_What is required_
Retype every entry exactly, character for character.
◇ ◇ ◇ ◇ ◇ ◇ ◇
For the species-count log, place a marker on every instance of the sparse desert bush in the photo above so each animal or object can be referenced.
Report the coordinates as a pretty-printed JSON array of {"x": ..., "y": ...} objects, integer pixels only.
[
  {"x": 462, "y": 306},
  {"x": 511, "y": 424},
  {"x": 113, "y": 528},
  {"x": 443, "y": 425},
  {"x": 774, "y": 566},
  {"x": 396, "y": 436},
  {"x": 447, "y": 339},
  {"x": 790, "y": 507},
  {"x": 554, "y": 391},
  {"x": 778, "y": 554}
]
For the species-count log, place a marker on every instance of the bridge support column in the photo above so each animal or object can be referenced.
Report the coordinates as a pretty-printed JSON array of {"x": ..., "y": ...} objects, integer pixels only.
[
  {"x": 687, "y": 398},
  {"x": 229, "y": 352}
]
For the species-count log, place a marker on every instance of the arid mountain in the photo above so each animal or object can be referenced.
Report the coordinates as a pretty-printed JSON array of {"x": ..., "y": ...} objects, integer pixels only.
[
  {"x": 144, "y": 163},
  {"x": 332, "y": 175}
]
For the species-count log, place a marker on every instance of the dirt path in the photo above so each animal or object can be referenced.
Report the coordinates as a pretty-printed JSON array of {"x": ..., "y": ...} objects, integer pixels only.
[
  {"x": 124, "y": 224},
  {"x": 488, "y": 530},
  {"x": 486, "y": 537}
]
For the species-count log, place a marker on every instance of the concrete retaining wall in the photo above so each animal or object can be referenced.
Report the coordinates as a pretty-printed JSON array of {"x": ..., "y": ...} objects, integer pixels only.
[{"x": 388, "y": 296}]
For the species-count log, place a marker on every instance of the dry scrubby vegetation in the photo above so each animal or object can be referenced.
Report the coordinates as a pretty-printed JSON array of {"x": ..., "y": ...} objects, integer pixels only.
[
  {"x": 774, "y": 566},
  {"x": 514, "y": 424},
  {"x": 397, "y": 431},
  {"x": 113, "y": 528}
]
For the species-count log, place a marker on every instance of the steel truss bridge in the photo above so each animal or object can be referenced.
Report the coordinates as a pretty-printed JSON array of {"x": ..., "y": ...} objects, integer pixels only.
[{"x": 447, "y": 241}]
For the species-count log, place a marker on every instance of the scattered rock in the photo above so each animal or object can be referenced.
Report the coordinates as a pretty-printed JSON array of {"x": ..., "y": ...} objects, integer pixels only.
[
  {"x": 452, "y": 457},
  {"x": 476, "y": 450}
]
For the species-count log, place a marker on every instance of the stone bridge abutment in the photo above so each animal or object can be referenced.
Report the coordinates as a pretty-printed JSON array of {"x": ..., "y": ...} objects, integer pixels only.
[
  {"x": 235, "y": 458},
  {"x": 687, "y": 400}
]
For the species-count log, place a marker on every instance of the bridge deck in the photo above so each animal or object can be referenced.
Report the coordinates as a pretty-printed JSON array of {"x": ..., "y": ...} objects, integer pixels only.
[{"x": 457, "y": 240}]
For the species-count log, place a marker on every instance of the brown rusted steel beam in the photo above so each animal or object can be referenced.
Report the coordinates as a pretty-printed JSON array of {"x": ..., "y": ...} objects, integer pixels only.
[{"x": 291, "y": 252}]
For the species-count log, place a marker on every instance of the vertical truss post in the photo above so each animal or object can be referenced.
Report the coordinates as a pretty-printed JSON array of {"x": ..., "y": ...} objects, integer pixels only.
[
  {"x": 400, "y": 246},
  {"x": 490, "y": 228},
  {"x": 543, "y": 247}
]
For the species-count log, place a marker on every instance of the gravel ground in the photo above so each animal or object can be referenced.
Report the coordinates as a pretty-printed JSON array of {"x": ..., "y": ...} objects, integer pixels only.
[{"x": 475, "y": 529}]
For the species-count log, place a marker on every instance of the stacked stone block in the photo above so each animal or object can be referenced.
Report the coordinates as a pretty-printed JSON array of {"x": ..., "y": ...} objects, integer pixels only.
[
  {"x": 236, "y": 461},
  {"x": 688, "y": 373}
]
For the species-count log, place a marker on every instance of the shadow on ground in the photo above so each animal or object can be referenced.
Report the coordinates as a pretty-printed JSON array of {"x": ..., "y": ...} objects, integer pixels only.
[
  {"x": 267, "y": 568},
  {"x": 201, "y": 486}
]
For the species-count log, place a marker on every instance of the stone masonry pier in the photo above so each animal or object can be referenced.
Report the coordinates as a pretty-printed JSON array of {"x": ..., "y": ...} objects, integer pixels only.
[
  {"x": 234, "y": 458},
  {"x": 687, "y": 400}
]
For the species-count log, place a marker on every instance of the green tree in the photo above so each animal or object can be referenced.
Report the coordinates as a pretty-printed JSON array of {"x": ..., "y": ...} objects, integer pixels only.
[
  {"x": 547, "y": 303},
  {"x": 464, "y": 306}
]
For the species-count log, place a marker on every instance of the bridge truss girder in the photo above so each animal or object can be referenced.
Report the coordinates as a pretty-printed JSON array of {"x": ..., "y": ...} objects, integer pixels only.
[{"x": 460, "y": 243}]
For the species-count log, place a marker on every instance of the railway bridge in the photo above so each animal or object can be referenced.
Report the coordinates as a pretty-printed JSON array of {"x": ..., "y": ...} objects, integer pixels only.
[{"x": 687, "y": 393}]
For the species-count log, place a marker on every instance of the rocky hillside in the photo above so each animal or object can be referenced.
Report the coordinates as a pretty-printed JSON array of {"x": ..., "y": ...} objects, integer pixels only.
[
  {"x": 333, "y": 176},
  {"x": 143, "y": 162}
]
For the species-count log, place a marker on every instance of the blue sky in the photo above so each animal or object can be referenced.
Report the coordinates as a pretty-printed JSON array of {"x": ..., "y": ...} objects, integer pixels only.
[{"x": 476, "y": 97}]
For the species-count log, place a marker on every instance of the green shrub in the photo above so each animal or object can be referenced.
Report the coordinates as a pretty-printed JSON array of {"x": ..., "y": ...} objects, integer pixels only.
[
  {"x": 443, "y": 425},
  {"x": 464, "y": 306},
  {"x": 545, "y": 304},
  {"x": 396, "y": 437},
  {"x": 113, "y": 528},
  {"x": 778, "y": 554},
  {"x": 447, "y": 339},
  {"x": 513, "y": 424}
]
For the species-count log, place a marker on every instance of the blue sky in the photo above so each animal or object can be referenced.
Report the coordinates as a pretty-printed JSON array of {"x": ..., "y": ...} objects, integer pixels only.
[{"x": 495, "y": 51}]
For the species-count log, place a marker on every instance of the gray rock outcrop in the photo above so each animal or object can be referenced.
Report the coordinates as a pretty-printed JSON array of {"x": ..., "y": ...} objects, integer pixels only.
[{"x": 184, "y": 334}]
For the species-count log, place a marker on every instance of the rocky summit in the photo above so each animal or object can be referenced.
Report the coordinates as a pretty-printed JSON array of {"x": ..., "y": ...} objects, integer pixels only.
◇ ◇ ◇ ◇ ◇ ◇ ◇
_Complete response_
For the species-count log, place a marker on every instance of the sparse desert bush in the photo above so each animal or object can be referenced.
Report the coordinates as a pretty-printed JSON array of {"x": ..., "y": ...} objects, integer pixels only.
[
  {"x": 462, "y": 306},
  {"x": 511, "y": 424},
  {"x": 113, "y": 528},
  {"x": 443, "y": 425},
  {"x": 774, "y": 566},
  {"x": 396, "y": 436},
  {"x": 447, "y": 339},
  {"x": 790, "y": 507},
  {"x": 554, "y": 391},
  {"x": 778, "y": 554}
]
For the species-count log, place a marker on every instance of the bridge support column in the photo above so each animal or object can be referenced.
Report the coordinates as a pretty-printed JSON array of {"x": ..., "y": ...} objects, integer pixels only.
[
  {"x": 687, "y": 398},
  {"x": 229, "y": 352}
]
For the species-count log, place a marker on every instance of the arid mountain in the photo above so each animal or object can be referenced.
Report the coordinates as a pretty-printed JSON array of {"x": ..., "y": ...} objects, integer pixels only.
[
  {"x": 144, "y": 163},
  {"x": 332, "y": 175}
]
For the species-count log, place a marker on every instance of the dirt path in the photo above so each animal or object can be referenced.
Report the coordinates as a pretty-printed JSON array of {"x": ..., "y": ...} objects, integer pixels only.
[
  {"x": 124, "y": 224},
  {"x": 488, "y": 530},
  {"x": 486, "y": 537}
]
For the species-count log, place a marker on every instance of the concrete retaining wall in the photo above so each animal or object can be referenced.
Report the coordinates as a pretty-printed JSON array of {"x": ..., "y": ...} objects, integer pixels only.
[{"x": 388, "y": 296}]
For the species-count log, place a marker on every instance of the dry scrubby vegetation in the photo above so each animal or object can be referenced.
Report the coordinates as a pretty-printed JSON array of {"x": ..., "y": ...} objects, integer pixels only.
[
  {"x": 774, "y": 566},
  {"x": 514, "y": 424},
  {"x": 397, "y": 431},
  {"x": 113, "y": 528}
]
For the species-count log, place a marker on every instance of the steel truss bridge in the photo above so each animal or object can be referenced.
Report the coordinates as a pretty-printed JSON array of {"x": ..., "y": ...} objects, integer pixels only.
[{"x": 447, "y": 241}]
For the species-count log, place a marker on every instance of the scattered rock in the photo above so each animal or object can be referenced.
Report the coordinates as a pretty-printed JSON array of {"x": ..., "y": ...} objects, integer pixels only.
[
  {"x": 452, "y": 457},
  {"x": 476, "y": 450}
]
For the species-count log, place a marker on every instance of the stone bridge abutment in the photo above so each animal or object can be referenced.
Report the coordinates as a pretty-printed JSON array of {"x": ..., "y": ...} objects, integer pixels only.
[
  {"x": 235, "y": 458},
  {"x": 687, "y": 400}
]
For the species-count log, place a marker on every instance of the bridge deck in the photo above so each animal or object can be referenced.
Report the coordinates as a pretty-printed JSON array of {"x": ..., "y": ...} objects, integer pixels only.
[{"x": 457, "y": 240}]
For the species-count log, place a marker on every instance of the brown rusted steel beam in the photo above so each animal or object can be referenced.
Report the coordinates as a pretty-printed JSON array of {"x": ..., "y": ...} objects, integer pixels only.
[{"x": 291, "y": 252}]
For the species-count log, place a marker on every instance of the vertical truss post in the photo above so each animal or object can be referenced.
Report the coordinates as a pretty-printed JSON array of {"x": ..., "y": ...} objects, integer pixels only.
[
  {"x": 400, "y": 246},
  {"x": 490, "y": 228},
  {"x": 543, "y": 247}
]
For the species-count log, place a marker on every instance of the gravel ground in the photo above so each animal or object can be referenced.
Report the coordinates as a pretty-printed JSON array of {"x": ..., "y": ...} objects, integer pixels only.
[{"x": 475, "y": 529}]
For the species-count log, place a marker on every instance of the stacked stone block in the photo above so each animal or object can be referenced.
Report the coordinates as a pretty-printed JSON array of {"x": ..., "y": ...} objects, integer pixels only.
[
  {"x": 236, "y": 461},
  {"x": 688, "y": 373}
]
For the species-count log, place a marker on every instance of the shadow on ground in the photo above so each animal or object can be referenced.
Report the coordinates as a pretty-printed JSON array of {"x": ..., "y": ...} objects, integer pixels only.
[
  {"x": 267, "y": 568},
  {"x": 201, "y": 486}
]
For the species-count log, place a marker on every instance of the stone masonry pier in the photo above so each animal or object can be referenced.
Report the coordinates as a pretty-printed JSON array of {"x": ..., "y": ...} objects, integer pixels only.
[
  {"x": 234, "y": 458},
  {"x": 687, "y": 400}
]
For the species-count log, place a marker on every instance of the green tree in the photo above so each animal or object can be referenced.
Report the coordinates as a pretty-printed JSON array of {"x": ..., "y": ...} objects, integer pixels only.
[
  {"x": 547, "y": 303},
  {"x": 464, "y": 306}
]
For the species-count log, place a marker on every instance of the bridge truss girder in the photo above so each animal or object can be referenced.
Report the coordinates as a pretty-printed JSON array of {"x": ..., "y": ...} objects, integer pixels only.
[{"x": 460, "y": 243}]
For the species-count log, place a marker on every instance of the railway bridge in the photo above so each animal or object can be referenced.
Report the coordinates as a pretty-printed JSON array of {"x": ..., "y": ...} objects, integer pixels only.
[{"x": 687, "y": 393}]
For the species-count log, place a marker on every instance of the rocky hillside in the photo above so each animal or object can be referenced.
Report the coordinates as a pretty-printed JSON array of {"x": ..., "y": ...} objects, integer pixels only.
[
  {"x": 333, "y": 176},
  {"x": 143, "y": 162}
]
For the species-count log, place a marker on every instance of the blue sky in the photo above so each animal or object can be referenced.
Report the coordinates as a pretty-printed JSON array of {"x": ..., "y": ...} objects, integer pixels only.
[{"x": 476, "y": 97}]
For the species-count log, place a marker on every instance of the green shrub in the photo above so each animal or object can be referenced.
Report the coordinates as a pretty-printed JSON array of {"x": ..., "y": ...} objects, integer pixels only.
[
  {"x": 443, "y": 425},
  {"x": 464, "y": 306},
  {"x": 545, "y": 304},
  {"x": 396, "y": 437},
  {"x": 113, "y": 528},
  {"x": 778, "y": 554},
  {"x": 447, "y": 339},
  {"x": 513, "y": 424}
]
For the species-count log, place a marker on every instance of the blue sky in the photo above so each animal or object can be referenced.
Report the coordinates as a pretty-printed JSON array of {"x": ..., "y": ...} objects, integer pixels only.
[{"x": 495, "y": 51}]
For the species-count log, place a marker on every instance of the gray rock outcrop in the photo above so each animal or object can be referenced.
Report the coordinates as a pretty-printed JSON array of {"x": ..., "y": ...} objects, integer pixels only.
[{"x": 184, "y": 334}]
For the species-count log, place a marker on every instance of the rocky summit in the photo above so each animal or object can be referenced.
Report the coordinates as a pretty-printed JSON array of {"x": ..., "y": ...} objects, integer pixels only.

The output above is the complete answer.